What you have to do = Reproduce the records that follow exactly as they are written.

[Records drawn from a dataset]
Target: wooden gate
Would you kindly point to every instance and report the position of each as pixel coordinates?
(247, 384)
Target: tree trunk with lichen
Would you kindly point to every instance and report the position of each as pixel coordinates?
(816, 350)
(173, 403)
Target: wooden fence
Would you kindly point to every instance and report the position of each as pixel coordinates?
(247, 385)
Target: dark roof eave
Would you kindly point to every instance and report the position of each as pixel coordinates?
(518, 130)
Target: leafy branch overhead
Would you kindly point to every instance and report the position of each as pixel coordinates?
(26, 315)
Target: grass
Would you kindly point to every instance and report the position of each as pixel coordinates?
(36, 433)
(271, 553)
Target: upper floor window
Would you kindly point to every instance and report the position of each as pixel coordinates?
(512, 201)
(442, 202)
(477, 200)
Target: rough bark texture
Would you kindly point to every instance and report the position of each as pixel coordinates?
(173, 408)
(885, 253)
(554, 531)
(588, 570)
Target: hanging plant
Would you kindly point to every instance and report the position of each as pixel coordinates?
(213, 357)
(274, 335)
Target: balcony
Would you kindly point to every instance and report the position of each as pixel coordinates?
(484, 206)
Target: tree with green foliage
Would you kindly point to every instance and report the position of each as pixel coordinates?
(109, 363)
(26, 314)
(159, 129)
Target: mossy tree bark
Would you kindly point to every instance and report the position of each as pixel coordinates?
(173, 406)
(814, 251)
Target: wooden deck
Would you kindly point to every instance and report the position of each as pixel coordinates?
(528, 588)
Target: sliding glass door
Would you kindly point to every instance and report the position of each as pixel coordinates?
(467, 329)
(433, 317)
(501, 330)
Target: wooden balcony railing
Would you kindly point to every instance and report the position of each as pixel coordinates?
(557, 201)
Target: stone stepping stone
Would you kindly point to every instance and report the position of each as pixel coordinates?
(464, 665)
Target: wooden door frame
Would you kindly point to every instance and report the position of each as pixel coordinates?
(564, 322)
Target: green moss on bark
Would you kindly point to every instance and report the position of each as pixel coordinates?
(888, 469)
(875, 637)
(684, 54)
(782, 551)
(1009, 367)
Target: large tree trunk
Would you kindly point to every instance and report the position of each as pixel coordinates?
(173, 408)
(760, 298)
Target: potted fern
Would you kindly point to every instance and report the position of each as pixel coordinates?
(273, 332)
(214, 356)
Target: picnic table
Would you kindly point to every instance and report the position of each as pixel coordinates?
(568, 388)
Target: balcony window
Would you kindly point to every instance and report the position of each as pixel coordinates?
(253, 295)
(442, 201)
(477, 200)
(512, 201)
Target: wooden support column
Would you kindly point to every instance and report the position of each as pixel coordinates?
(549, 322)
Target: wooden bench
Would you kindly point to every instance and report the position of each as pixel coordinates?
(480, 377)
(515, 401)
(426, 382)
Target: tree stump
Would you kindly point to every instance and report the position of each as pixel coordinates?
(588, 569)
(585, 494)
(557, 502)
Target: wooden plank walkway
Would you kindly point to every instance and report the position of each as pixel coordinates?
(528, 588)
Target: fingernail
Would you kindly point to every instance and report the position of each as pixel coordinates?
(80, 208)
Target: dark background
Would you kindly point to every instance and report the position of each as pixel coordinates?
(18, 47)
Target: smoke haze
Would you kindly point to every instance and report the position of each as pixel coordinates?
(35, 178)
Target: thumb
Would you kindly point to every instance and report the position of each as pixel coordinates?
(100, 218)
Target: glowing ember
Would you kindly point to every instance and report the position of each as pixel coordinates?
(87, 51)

Task solution =
Target: wooden gate
Would you kindly point to every instance and report the position of each as pixel coordinates?
(247, 384)
Target: tree trunk with lichen
Would you kindly point to every instance and report the position of each as pixel coordinates?
(816, 350)
(173, 403)
Target: wooden fence
Would you kindly point to every instance and report the position of each as pixel coordinates?
(247, 385)
Target: dark roof eave
Would you kindly point to every instance and report the position of each as pixel coordinates?
(518, 130)
Target: leafy branch overhead
Would you kindly point to every instance and report the position of each as pixel coordinates?
(26, 315)
Target: grass
Would you kindly point to every instance and report the position of each as pixel coordinates?
(36, 433)
(271, 553)
Target: upper floor window
Would you kindly point to every instance and report the position of each as pixel coordinates?
(512, 201)
(442, 202)
(477, 200)
Target: rough bark texture
Would you kindly point to every instance and report the position of each as pixel coordinates?
(173, 408)
(885, 253)
(554, 531)
(588, 570)
Target: hanging plant
Would you kindly point to every instance and report the position of each as pixel coordinates?
(213, 357)
(274, 335)
Target: balcony
Would you kindly point to every instance and report the position of each as pixel coordinates?
(484, 206)
Target: tree with green foliage
Would you kindly point to every instance and report the position of each as pixel coordinates?
(109, 363)
(26, 314)
(159, 129)
Target: mossy tree bark
Would you kindly point to every instance and report the position of each as pixel coordinates?
(173, 406)
(814, 251)
Target: wooden deck
Would you kindly point to every instance and report the position of each as pixel coordinates?
(528, 588)
Target: sliding glass door
Would you kindly point to every instance and report the position of each as pixel coordinates?
(467, 329)
(433, 317)
(501, 330)
Target: wooden balcony railing
Would you kindly point to every instance and report the position of each as pixel coordinates?
(557, 201)
Target: stone stepping stone
Would you kindly point to every instance and report the position of each as pixel coordinates?
(464, 665)
Target: wooden door frame
Would you kindly point to every instance and report the position of each as pixel coordinates?
(564, 322)
Target: green moss on bark
Would you kindly point to every instance and report the position of each as pixel coordinates?
(888, 469)
(875, 637)
(684, 54)
(782, 551)
(1009, 367)
Target: large tree trunk
Would you kindly point to every instance and report the position of each as pixel coordinates?
(173, 408)
(760, 298)
Target: potted fern
Would you kindly point to every instance and report the position of each as pixel coordinates?
(273, 332)
(214, 356)
Target: picnic table
Would you kindly point to every instance and report the position of each as pixel coordinates?
(568, 388)
Target: balcony window
Would you kindly point to every instance and report the position of each as pixel coordinates?
(253, 295)
(442, 201)
(477, 200)
(512, 201)
Target: wooden support column
Would you kindly point to every instance and report the position of each as pixel coordinates?
(549, 322)
Target: wooden bench
Would you kindly point to every instance and report the position of each as pixel coordinates?
(480, 377)
(515, 401)
(426, 382)
Target: tree stump
Would you kindly point to every instance and report the position of each as pixel coordinates?
(588, 569)
(585, 494)
(557, 502)
Target: wooden plank walkway
Would you kindly point to every instance and report the position of each as pixel coordinates?
(528, 588)
Target: fingernail
Would you kindly point to every instance and report the position of each as pixel coordinates?
(80, 208)
Target: dark background
Would you kindly point to every instance and report the position of each as pixel coordinates?
(18, 47)
Target: smoke haze
Would you kindly point to every instance and report the position of each as pixel coordinates?
(35, 178)
Target: thumb
Would you kindly point to every instance and report the position of each as pixel coordinates?
(100, 218)
Target: glowing ember
Would you kindly point to every instance and report the position of each as pixel coordinates?
(87, 51)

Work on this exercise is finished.